>>>>

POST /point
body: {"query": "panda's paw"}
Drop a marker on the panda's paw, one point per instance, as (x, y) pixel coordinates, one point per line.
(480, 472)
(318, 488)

<<<<

→ Problem statement:
Turn every line of the entries above into a numbered list, omitting any blank lines.

→ Reply to the exercise:
1. POST /point
2. body: {"query": "panda's paw"}
3. Drop a marker on the panda's paw, one point per instance, as (x, y) pixel coordinates, one point per line.
4. (480, 472)
5. (318, 488)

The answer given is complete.